• **SOURCE MATERIAL**:
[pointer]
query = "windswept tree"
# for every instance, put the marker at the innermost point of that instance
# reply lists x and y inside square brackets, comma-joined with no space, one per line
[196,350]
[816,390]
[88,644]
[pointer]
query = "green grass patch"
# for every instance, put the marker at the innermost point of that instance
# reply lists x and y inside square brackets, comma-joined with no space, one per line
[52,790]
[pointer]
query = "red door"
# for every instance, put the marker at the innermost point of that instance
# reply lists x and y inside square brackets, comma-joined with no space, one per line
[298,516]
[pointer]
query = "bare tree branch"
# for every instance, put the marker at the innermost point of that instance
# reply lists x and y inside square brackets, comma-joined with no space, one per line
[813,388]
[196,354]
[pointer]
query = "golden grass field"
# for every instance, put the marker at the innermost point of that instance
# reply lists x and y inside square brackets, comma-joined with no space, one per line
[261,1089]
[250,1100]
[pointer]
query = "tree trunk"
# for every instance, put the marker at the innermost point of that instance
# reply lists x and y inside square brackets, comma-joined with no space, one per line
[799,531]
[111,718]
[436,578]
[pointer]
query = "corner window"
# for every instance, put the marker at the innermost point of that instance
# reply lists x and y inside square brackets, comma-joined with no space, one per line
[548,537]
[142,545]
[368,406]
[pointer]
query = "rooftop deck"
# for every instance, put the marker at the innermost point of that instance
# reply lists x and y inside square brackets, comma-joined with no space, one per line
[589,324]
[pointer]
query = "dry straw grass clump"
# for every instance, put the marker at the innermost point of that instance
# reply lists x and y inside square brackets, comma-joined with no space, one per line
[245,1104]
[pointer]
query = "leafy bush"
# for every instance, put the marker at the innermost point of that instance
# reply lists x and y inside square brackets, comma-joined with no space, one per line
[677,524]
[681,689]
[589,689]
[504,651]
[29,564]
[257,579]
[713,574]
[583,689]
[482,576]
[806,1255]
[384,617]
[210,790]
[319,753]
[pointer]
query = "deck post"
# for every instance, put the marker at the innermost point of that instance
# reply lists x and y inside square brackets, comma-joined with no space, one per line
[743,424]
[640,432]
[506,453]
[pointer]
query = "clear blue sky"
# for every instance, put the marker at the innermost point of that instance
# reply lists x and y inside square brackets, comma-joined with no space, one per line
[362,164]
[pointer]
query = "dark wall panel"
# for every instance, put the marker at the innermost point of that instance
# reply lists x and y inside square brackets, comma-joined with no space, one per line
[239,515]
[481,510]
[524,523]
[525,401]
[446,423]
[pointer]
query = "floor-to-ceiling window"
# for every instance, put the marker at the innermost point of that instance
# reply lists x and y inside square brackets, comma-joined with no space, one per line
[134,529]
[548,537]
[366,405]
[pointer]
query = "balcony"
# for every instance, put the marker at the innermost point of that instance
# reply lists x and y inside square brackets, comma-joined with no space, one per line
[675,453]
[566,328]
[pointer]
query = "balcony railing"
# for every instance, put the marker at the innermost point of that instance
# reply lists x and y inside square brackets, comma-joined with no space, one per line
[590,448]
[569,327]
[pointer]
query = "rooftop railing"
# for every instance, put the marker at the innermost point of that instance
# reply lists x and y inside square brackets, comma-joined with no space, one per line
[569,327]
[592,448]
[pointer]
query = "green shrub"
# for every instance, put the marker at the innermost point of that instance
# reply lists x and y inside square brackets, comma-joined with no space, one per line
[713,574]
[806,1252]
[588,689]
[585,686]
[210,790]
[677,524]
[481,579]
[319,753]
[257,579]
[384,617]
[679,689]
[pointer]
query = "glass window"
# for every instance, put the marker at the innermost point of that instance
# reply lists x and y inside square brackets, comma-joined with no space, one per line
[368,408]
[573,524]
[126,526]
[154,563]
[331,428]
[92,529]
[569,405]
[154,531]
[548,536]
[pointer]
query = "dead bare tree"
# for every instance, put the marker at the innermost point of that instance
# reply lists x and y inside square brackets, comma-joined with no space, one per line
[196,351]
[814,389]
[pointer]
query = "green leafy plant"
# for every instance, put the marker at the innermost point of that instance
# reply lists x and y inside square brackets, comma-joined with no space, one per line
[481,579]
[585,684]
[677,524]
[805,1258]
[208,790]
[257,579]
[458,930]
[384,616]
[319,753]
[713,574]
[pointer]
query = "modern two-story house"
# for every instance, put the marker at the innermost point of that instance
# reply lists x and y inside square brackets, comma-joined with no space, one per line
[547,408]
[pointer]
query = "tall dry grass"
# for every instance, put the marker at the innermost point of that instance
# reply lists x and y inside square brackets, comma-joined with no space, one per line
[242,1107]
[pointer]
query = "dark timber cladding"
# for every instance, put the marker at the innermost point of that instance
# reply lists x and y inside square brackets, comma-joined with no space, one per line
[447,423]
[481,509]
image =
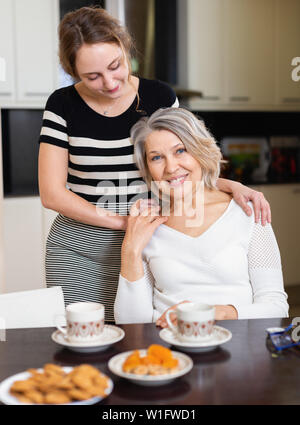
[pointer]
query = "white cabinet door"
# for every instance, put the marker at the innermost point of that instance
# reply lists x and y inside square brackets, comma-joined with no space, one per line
[205,50]
[285,208]
[23,244]
[7,87]
[249,51]
[36,49]
[288,47]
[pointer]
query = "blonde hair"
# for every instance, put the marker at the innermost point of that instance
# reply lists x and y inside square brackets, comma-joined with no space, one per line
[190,130]
[90,25]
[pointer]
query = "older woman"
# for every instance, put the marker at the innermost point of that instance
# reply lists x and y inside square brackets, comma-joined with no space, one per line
[201,247]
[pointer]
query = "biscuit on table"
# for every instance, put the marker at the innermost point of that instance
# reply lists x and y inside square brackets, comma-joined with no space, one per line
[57,397]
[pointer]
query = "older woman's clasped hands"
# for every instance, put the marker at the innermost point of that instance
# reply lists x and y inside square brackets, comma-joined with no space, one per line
[143,220]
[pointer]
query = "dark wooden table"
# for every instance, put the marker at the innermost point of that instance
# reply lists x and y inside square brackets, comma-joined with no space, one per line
[242,371]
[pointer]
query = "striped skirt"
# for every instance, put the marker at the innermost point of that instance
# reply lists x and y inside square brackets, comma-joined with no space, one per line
[85,261]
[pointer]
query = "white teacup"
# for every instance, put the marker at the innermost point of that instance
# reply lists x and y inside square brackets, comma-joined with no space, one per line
[195,322]
[85,322]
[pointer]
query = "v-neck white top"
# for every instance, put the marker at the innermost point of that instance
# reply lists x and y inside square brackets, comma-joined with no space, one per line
[234,262]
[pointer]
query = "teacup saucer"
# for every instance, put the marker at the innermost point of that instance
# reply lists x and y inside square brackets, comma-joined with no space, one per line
[111,334]
[219,336]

• **EXERCISE DIRECTIONS**: Your reply should be a single number: the count of lines above that include the string "window".

• **THE ANSWER**: 3